* TASK TO CARRY OUT:
Copy the stretch of the offroad trail account from "So Josh pointed" through "pretty cool setup." word for word.

* DOCUMENT EXTRACT:
· · · ·

This first one is obviously out of sequence chronologically. But I did get 'rocked' almost as soon as we started the trail. The obstacle then was a boulder-filled climb with portions that were deeply rutted. At two points, it took some extensive spotting to position my long wheel base in such a way that I could maintain traction and still clear the mini-mountains rising out of the path of travel.
What happened above was just inattention on my part. I had to thread through some of the trees back there which made me think I was more of a downhill skier navigating the slalom than an offroad enthusiast. Anyway, I went ahead to help give Josh a hand as a large rock had become lodged between the transfer case and a portion of his frame (I think). So we get him squared away, I jump back in and start driving without really taking in my surroundings. And then I stop driving. Not intentionally; I just no longer was in much contact with the trail. So I got out to see why not, and Josh was able to snap this pic. That is the truth. I wish instead that I had decided to be a bad @ss and pose to show off my flex. But honestly, there was no time for flexing on this trail. I will have so much more respect for the number "4" in all future dealings. Sure, 5 is what people usually use as the determining integer of whether or not to round up. No one respects 4. Well, "4" kicked my @ss this weekend in ways that I will describe shortly.
So I don't know if it is a secret or not, but I mistakenly thought that Big Dogs Offroad was their own park. They are an event management company and they sponsor/promote weekend outings complete with professional trail leaders. I don't think there's a labor union or anything for trail leaders, but these folks don't appear to be your run of the mill attendees who got polled 20 minutes prior on whether or not they felt like taking the lead. Their rigs were purpose-built and impressive. They knew the trails, and our guide for the #4 group could coach just about any idiot (this guy) through some gnarly terrain without incurring any body damage. I'm not gonna sell myself short; I can drive. But there were times where my instincts said, "No 'effing' way", but I listened to JC nonetheless and he brought me literally millimeters from disaster and right through.
So Josh pointed out that there were some pretty built up rigs in our line up group. You know, sometimes guys scale it back some the second day to have a more relaxing trail ride. This was my first day down there, but some folks has been there since Friday morning for the first trail rides; so, you never know.
Now, if he was in our group, I'd have definitely had some more doubts. I just thought it was a pretty cool setup.
Just some shots of the lay of the land and giving the scale of how many trucks were out there. This was primarily a Jeeper crowd, with a few Broncos, Rangers, Tacomas, and the occasional 4Runner thrown into the mix. We were the only two Nissans on the trail. One group had a Frontier, but that was their DD that they just used to transport some additional gear down to the event. They didn't put it on any trails.
So there were 4 guys riding in this Jeep behind me. Everywhere that I struggled, they made it look effortless. They had suffered some mishaps the day before. They were driving with a Toyota radiator. There's had exploded yesterday. There was also a fuel leak, and I heard some talk of an overflow reservoir containing more fluid than the primary reservoir.

· · · ·

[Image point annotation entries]
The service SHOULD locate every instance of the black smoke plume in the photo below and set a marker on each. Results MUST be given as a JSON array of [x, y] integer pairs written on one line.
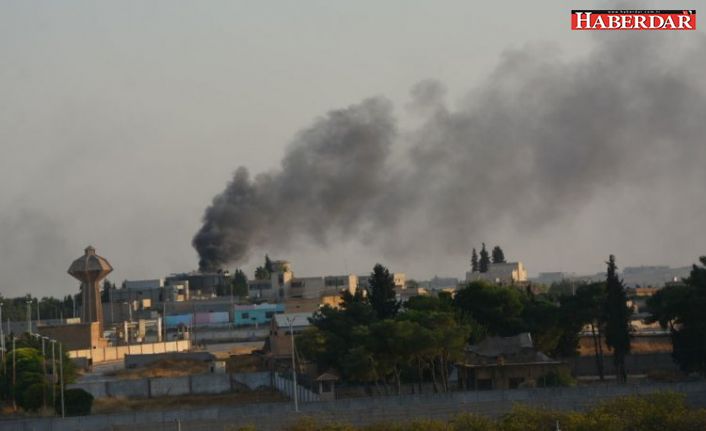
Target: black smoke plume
[[538, 139]]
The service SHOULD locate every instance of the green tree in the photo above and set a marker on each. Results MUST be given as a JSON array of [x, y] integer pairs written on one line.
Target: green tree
[[381, 292], [617, 316], [261, 273], [588, 308], [268, 264], [498, 255], [484, 261], [680, 307], [497, 308]]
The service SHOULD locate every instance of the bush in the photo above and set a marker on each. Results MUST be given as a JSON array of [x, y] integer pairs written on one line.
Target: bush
[[77, 402], [562, 377], [471, 422]]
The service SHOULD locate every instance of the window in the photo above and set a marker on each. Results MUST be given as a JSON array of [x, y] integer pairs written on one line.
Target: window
[[515, 382], [484, 384]]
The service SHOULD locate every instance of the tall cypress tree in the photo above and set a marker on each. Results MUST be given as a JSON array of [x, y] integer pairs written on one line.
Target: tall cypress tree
[[381, 293], [498, 255], [484, 260], [474, 261], [617, 316]]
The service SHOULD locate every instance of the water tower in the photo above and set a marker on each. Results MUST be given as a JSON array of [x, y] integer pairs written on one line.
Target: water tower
[[90, 269]]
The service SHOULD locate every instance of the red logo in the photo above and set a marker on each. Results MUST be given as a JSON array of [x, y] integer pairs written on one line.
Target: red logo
[[633, 19]]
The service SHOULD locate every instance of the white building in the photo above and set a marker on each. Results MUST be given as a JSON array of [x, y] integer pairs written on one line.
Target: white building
[[501, 273]]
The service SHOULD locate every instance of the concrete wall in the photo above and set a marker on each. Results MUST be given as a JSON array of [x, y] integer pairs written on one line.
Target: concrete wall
[[117, 353], [358, 411], [147, 388], [254, 380]]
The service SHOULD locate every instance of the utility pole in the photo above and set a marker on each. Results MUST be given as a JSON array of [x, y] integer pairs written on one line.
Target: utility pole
[[290, 320], [14, 374], [44, 368], [29, 314], [2, 340], [53, 373], [61, 377]]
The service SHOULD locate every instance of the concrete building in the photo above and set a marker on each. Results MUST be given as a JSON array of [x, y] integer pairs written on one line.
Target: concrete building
[[76, 336], [505, 363], [283, 285], [501, 273], [276, 288], [256, 314], [90, 269], [202, 285], [279, 342], [400, 280]]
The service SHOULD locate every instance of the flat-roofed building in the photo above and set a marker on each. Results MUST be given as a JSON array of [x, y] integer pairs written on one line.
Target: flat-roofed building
[[501, 273]]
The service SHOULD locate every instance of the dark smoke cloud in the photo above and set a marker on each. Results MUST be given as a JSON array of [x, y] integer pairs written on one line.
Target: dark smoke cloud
[[328, 177], [538, 140]]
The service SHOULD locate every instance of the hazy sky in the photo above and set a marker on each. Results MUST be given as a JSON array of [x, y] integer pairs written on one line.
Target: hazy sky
[[121, 120]]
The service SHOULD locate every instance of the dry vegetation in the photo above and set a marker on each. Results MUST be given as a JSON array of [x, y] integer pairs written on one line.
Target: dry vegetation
[[245, 364], [163, 368], [639, 344], [120, 404]]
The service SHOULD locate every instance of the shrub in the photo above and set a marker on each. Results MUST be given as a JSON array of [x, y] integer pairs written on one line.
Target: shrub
[[562, 377], [471, 422]]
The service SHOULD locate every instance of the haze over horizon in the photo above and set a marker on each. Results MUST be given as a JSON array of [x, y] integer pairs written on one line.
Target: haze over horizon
[[119, 123]]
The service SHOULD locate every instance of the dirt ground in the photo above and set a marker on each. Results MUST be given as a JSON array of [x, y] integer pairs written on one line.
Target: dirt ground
[[164, 368], [119, 404], [640, 344]]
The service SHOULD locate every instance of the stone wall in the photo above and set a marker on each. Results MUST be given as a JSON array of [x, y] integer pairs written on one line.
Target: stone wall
[[359, 411]]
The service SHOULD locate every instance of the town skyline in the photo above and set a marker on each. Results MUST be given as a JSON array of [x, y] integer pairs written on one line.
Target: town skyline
[[102, 146]]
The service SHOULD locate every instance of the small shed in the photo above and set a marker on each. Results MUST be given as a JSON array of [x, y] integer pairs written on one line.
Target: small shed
[[505, 363], [327, 385]]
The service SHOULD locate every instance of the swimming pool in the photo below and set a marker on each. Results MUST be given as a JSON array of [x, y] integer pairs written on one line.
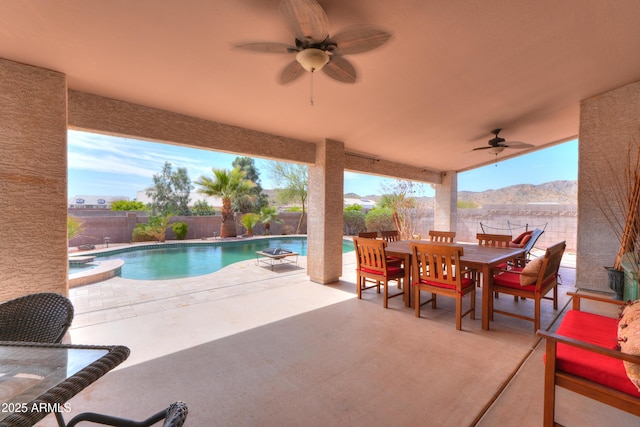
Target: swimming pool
[[174, 261]]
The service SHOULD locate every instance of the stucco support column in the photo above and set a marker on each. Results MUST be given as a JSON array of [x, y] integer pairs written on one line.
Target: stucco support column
[[609, 123], [33, 173], [446, 209], [325, 220]]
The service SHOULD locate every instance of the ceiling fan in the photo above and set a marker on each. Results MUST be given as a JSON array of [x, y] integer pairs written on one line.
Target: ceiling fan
[[314, 49], [497, 144]]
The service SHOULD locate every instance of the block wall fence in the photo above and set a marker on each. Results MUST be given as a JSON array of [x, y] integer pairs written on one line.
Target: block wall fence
[[559, 222]]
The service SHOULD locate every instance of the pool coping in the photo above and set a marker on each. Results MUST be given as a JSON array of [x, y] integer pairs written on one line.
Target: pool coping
[[105, 270], [110, 268]]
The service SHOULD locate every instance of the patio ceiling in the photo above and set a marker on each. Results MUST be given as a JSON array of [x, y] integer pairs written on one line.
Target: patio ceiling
[[453, 71]]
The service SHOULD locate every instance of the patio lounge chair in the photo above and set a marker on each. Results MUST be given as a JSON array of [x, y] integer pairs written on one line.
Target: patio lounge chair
[[534, 281], [526, 240]]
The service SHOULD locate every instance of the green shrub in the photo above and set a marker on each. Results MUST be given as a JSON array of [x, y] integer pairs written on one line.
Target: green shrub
[[140, 235], [379, 219], [354, 222], [180, 229], [249, 221], [155, 228], [127, 205], [202, 208]]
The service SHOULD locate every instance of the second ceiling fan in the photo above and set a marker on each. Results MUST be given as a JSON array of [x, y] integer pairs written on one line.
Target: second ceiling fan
[[497, 144]]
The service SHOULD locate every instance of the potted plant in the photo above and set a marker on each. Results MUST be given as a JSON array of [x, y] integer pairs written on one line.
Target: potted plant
[[621, 206]]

· · · ·

* RESULT FOR THIS TASK:
So Josh pointed out that there were some pretty built up rigs in our line up group. You know, sometimes guys scale it back some the second day to have a more relaxing trail ride. This was my first day down there, but some folks has been there since Friday morning for the first trail rides; so, you never know.
Now, if he was in our group, I'd have definitely had some more doubts. I just thought it was a pretty cool setup.